(Stored dataset items)
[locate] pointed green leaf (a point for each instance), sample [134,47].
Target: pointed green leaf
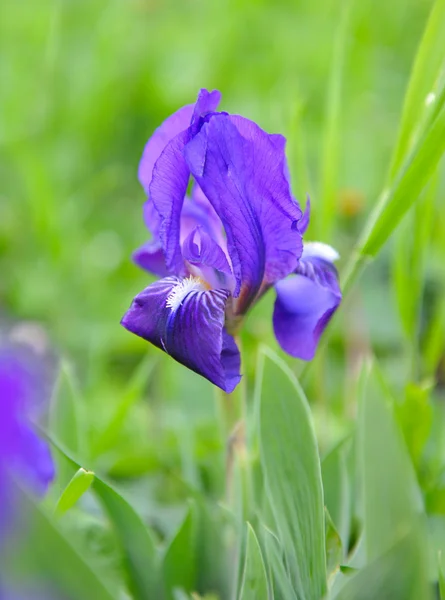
[391,497]
[392,502]
[60,560]
[140,559]
[78,485]
[179,564]
[281,585]
[254,583]
[429,58]
[392,576]
[291,464]
[334,550]
[140,555]
[132,393]
[336,490]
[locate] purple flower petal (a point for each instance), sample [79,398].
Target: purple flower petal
[202,252]
[165,175]
[306,302]
[303,224]
[170,128]
[22,452]
[185,320]
[199,249]
[243,177]
[150,257]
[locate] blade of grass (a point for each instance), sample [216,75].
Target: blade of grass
[291,465]
[76,488]
[58,557]
[412,241]
[331,144]
[395,202]
[254,583]
[139,552]
[429,57]
[132,393]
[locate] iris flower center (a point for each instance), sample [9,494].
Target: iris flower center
[182,289]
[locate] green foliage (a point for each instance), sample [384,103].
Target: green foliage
[337,490]
[291,465]
[78,485]
[254,584]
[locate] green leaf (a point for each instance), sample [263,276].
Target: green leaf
[334,550]
[279,577]
[64,420]
[179,565]
[415,416]
[336,489]
[212,557]
[412,242]
[131,395]
[291,465]
[429,58]
[140,559]
[392,502]
[140,555]
[391,497]
[392,576]
[254,583]
[441,584]
[78,485]
[332,128]
[58,558]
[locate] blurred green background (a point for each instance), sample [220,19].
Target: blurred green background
[83,85]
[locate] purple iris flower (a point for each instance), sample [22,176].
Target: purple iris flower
[225,228]
[23,455]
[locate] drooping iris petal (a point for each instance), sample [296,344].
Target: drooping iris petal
[174,124]
[185,320]
[151,258]
[22,453]
[306,302]
[207,102]
[201,250]
[170,179]
[243,177]
[203,253]
[214,225]
[303,224]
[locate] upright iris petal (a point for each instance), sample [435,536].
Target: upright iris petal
[219,249]
[240,168]
[22,453]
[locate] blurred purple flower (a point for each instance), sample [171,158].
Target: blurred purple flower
[23,455]
[219,249]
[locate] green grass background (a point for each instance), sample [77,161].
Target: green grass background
[83,85]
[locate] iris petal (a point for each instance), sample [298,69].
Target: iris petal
[186,321]
[151,258]
[201,250]
[242,174]
[170,128]
[305,304]
[170,179]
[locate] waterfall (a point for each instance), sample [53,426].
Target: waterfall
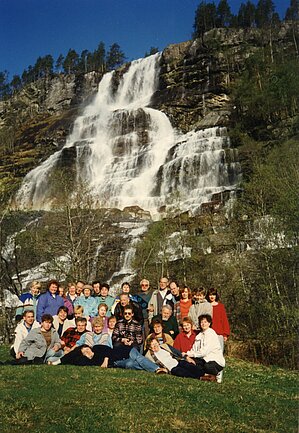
[129,154]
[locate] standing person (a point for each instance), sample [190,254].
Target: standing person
[79,287]
[41,344]
[60,321]
[71,292]
[67,303]
[96,287]
[158,298]
[87,302]
[105,298]
[125,301]
[28,300]
[22,330]
[181,308]
[220,321]
[127,331]
[145,294]
[200,306]
[185,340]
[206,350]
[49,302]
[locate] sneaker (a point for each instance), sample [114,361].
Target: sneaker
[54,362]
[219,376]
[161,371]
[208,378]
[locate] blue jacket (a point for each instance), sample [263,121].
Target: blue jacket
[48,304]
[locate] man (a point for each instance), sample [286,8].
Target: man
[105,298]
[41,344]
[158,298]
[127,331]
[125,301]
[96,287]
[49,302]
[28,300]
[170,324]
[145,294]
[22,330]
[87,302]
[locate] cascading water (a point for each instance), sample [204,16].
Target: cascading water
[129,154]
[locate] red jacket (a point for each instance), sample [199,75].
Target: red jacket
[184,343]
[220,321]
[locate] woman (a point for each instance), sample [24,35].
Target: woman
[60,321]
[184,341]
[220,321]
[206,350]
[158,334]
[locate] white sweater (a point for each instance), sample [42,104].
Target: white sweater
[207,346]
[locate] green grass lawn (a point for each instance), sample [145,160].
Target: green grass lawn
[61,399]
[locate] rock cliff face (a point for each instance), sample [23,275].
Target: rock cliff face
[193,90]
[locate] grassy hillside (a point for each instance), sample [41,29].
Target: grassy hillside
[62,399]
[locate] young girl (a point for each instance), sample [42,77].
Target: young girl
[220,321]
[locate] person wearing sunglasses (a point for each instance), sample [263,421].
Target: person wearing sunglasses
[127,331]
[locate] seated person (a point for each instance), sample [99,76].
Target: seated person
[22,330]
[200,306]
[28,300]
[206,350]
[127,331]
[184,341]
[171,359]
[111,324]
[79,312]
[124,301]
[97,336]
[41,344]
[72,335]
[88,302]
[158,333]
[170,324]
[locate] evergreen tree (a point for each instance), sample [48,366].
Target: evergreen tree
[264,13]
[246,15]
[59,63]
[70,63]
[224,14]
[115,57]
[292,12]
[16,83]
[4,85]
[205,18]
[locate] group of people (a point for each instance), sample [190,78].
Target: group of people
[167,330]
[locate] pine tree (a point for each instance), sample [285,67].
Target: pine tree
[115,57]
[224,14]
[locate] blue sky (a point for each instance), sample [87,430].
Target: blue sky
[32,28]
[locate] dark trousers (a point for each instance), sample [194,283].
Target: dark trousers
[186,369]
[210,367]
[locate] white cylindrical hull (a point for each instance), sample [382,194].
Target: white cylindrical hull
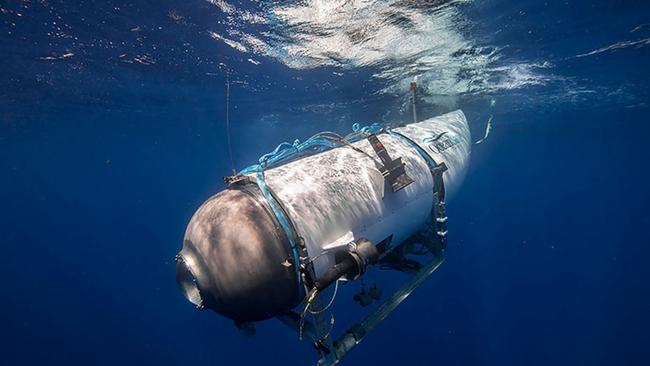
[339,195]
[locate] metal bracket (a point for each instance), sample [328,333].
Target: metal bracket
[392,170]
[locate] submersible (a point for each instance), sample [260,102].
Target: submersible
[314,213]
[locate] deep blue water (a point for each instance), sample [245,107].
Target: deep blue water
[112,132]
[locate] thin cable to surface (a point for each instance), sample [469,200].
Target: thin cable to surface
[232,164]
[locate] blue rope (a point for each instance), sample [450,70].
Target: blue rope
[286,152]
[283,220]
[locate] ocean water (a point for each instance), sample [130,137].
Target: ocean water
[113,131]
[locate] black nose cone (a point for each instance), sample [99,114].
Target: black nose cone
[234,259]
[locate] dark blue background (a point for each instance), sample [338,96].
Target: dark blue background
[102,166]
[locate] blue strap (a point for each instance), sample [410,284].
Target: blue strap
[432,164]
[283,220]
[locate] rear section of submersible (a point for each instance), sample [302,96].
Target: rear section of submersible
[257,249]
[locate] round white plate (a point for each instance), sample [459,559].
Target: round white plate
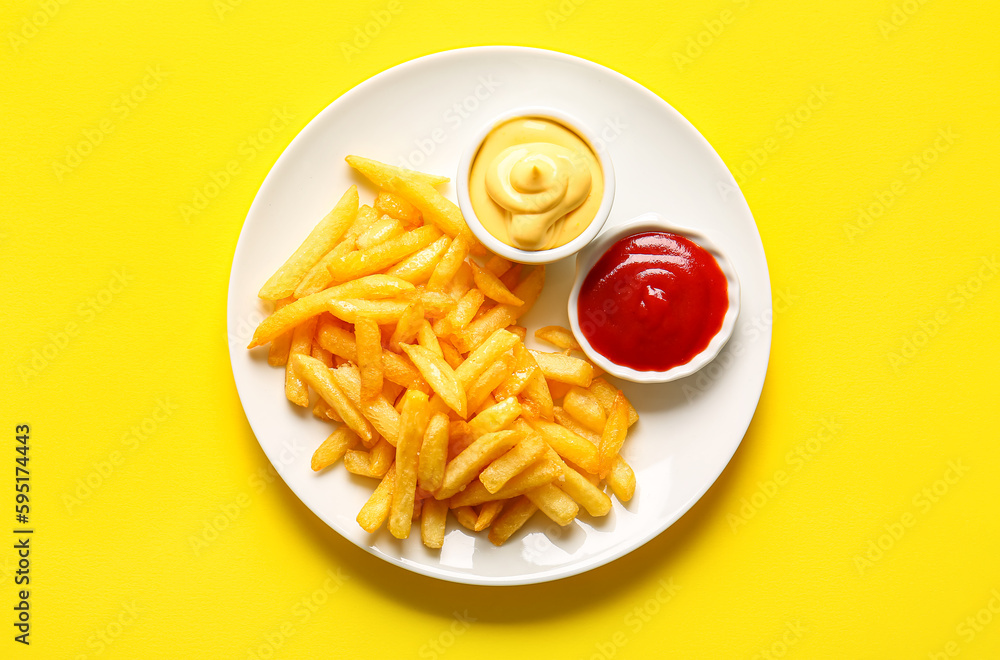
[420,114]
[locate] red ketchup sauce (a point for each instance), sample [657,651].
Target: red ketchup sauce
[653,301]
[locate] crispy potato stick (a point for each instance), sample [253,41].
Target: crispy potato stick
[496,345]
[433,454]
[564,368]
[614,435]
[427,339]
[295,387]
[554,503]
[376,509]
[461,314]
[334,447]
[503,469]
[464,467]
[605,393]
[379,311]
[377,410]
[558,336]
[512,519]
[439,375]
[417,267]
[433,520]
[322,238]
[539,473]
[569,445]
[581,489]
[277,352]
[293,314]
[479,392]
[502,315]
[496,417]
[622,480]
[412,423]
[491,285]
[320,378]
[380,231]
[394,206]
[488,512]
[585,408]
[449,264]
[383,255]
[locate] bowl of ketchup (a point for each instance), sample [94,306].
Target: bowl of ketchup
[652,301]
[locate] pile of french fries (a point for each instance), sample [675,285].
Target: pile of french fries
[415,351]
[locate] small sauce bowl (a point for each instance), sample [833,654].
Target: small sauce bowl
[648,222]
[510,252]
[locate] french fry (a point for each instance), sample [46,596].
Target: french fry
[554,503]
[433,520]
[614,434]
[433,454]
[439,375]
[320,378]
[512,519]
[412,423]
[277,352]
[569,445]
[605,393]
[463,468]
[558,336]
[334,448]
[564,368]
[492,287]
[369,342]
[621,478]
[376,509]
[419,266]
[295,387]
[585,408]
[294,314]
[321,239]
[503,469]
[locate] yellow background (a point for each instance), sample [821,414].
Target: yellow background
[761,566]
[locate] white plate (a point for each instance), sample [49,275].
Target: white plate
[421,114]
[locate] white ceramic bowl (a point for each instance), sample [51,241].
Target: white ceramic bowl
[590,255]
[535,256]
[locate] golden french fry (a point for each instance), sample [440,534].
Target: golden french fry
[412,423]
[369,342]
[293,314]
[621,478]
[463,468]
[419,266]
[568,444]
[614,435]
[302,338]
[564,368]
[376,509]
[433,520]
[334,447]
[320,240]
[558,336]
[433,454]
[394,206]
[452,260]
[491,285]
[320,378]
[503,469]
[605,393]
[585,408]
[512,519]
[439,375]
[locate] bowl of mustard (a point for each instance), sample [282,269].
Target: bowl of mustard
[535,185]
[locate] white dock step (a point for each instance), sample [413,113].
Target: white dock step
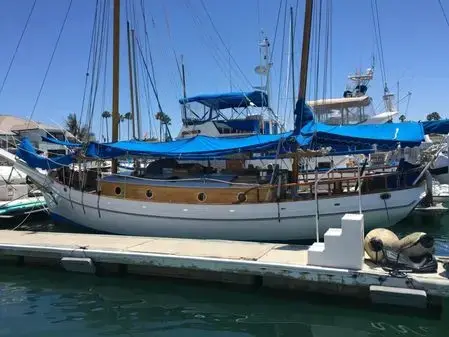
[317,247]
[333,232]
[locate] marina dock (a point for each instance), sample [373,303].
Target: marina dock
[282,266]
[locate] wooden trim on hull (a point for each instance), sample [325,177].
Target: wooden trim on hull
[238,194]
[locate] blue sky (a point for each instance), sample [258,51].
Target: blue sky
[415,40]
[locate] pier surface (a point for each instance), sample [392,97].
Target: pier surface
[262,264]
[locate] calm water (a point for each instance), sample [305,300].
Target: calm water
[36,302]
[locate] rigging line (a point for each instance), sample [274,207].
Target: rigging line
[149,76]
[95,52]
[147,39]
[318,42]
[276,29]
[380,40]
[49,64]
[88,60]
[171,42]
[210,45]
[326,48]
[214,48]
[376,39]
[17,46]
[224,44]
[282,63]
[146,90]
[101,53]
[444,12]
[108,32]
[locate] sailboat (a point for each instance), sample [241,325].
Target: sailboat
[189,200]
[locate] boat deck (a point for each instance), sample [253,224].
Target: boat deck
[268,264]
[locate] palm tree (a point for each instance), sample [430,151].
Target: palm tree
[434,116]
[106,115]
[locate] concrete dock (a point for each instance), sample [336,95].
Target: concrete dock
[255,264]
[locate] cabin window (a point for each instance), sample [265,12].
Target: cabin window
[241,197]
[202,196]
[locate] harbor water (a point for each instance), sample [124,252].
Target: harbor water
[38,302]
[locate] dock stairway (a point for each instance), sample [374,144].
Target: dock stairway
[342,247]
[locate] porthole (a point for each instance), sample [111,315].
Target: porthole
[202,196]
[385,196]
[241,197]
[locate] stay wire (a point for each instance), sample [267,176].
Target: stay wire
[88,61]
[224,44]
[50,63]
[11,62]
[444,13]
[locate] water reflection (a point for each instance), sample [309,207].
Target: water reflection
[51,303]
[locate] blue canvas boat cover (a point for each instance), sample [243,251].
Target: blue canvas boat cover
[196,147]
[26,152]
[230,99]
[60,142]
[441,127]
[386,136]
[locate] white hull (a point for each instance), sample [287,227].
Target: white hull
[260,222]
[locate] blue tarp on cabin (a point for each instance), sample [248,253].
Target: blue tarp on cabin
[230,99]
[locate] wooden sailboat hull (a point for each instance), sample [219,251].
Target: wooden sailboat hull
[294,220]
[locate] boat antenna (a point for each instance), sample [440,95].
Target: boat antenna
[303,75]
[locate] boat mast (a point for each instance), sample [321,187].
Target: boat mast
[131,85]
[292,54]
[136,89]
[303,75]
[184,89]
[115,79]
[305,52]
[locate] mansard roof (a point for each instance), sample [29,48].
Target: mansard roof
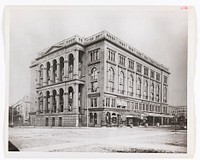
[99,36]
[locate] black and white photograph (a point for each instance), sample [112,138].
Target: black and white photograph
[98,79]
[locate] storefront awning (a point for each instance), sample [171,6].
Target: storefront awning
[121,102]
[158,115]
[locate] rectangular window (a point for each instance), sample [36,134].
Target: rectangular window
[107,102]
[93,102]
[122,60]
[111,55]
[132,105]
[152,74]
[113,103]
[94,54]
[136,106]
[131,64]
[94,86]
[140,104]
[146,71]
[165,79]
[158,76]
[128,105]
[139,68]
[143,107]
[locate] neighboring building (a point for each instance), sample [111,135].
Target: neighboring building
[179,111]
[19,112]
[97,81]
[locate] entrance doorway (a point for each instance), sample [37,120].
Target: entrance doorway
[53,121]
[46,121]
[60,121]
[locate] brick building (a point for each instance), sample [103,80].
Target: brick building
[97,81]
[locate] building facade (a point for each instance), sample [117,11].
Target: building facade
[19,112]
[97,81]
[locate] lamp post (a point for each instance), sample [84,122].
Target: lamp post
[12,117]
[175,117]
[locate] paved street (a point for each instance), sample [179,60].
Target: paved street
[128,140]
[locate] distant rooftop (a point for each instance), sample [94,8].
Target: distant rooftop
[99,36]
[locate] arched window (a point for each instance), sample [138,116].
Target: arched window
[41,75]
[111,79]
[70,98]
[54,70]
[61,94]
[146,89]
[131,82]
[157,93]
[54,101]
[48,72]
[121,82]
[165,95]
[41,102]
[61,68]
[152,92]
[139,82]
[71,65]
[94,73]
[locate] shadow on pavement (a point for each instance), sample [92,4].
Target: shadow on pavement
[11,147]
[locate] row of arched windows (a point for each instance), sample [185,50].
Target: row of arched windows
[111,76]
[52,73]
[54,102]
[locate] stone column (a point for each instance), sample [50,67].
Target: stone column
[153,121]
[44,103]
[51,103]
[75,103]
[66,69]
[57,103]
[52,75]
[38,72]
[58,72]
[66,102]
[142,86]
[161,121]
[154,92]
[134,85]
[76,59]
[38,105]
[45,76]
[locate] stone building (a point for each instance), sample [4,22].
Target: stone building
[97,81]
[19,112]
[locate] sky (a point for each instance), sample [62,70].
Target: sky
[158,32]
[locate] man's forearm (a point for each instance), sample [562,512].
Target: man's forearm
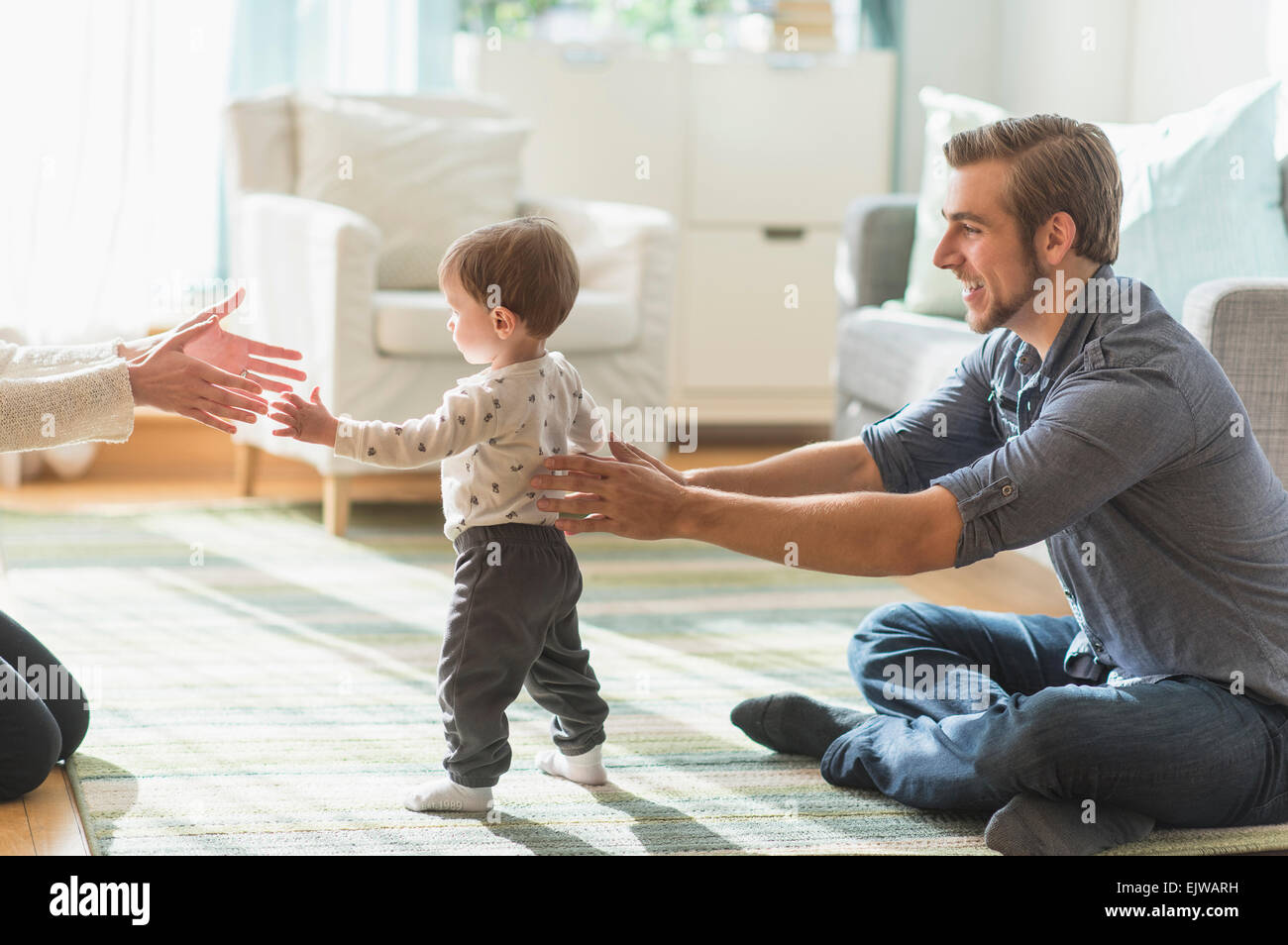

> _What to do_
Output only these lines, word for word: the line containing "[locate] neighboring building" and every line after it through the last line of the data. Omit the pictures.

> _Result for this task_
[locate] neighboring building (a point for each instance), sample [111,135].
Target: neighboring building
[179,111]
[19,112]
[97,81]
[locate] entrance doorway (a point for each instance), sample [37,120].
Target: entrance doorway
[53,121]
[46,121]
[60,121]
[locate] brick building (a point for each instance), sample [103,80].
Target: brick building
[97,81]
[locate] building facade (a point for each instance), sample [117,11].
Target: building facade
[19,112]
[97,81]
[locate] lamp post (a point for each instance), sample [84,122].
Target: lamp post
[12,117]
[175,117]
[locate] paved street (a point for each instance), sample [179,60].
Target: paved street
[128,140]
[locate] distant rooftop (a point for each instance), sample [94,8].
Target: distant rooftop
[99,36]
[locate] arched window (a point for each instance), sample [138,116].
Target: arched window
[41,75]
[111,79]
[70,98]
[54,70]
[61,94]
[146,89]
[131,82]
[157,93]
[54,101]
[48,72]
[121,82]
[165,95]
[41,102]
[61,68]
[152,92]
[139,82]
[71,65]
[94,73]
[locate] shadow on pavement (a point for each instance), sample [92,4].
Target: shadow on pavement
[11,147]
[locate] row of arched windows (a point for each instance), sample [185,50].
Target: row of arched windows
[111,76]
[52,73]
[54,102]
[locate] stone column (a point for each instance), sample [50,67].
Target: stone column
[153,121]
[44,103]
[51,103]
[75,103]
[66,69]
[57,103]
[52,75]
[38,72]
[58,72]
[66,102]
[142,86]
[161,121]
[154,92]
[134,85]
[76,59]
[38,105]
[45,76]
[locate] stone building (a point for each instance), sample [4,22].
Target: stone building
[97,81]
[19,112]
[locate] sky (a point for each instance), sample [62,70].
Target: sky
[158,32]
[locate] man's forearm (a point for each instance), sample [562,512].
Target: man's forearm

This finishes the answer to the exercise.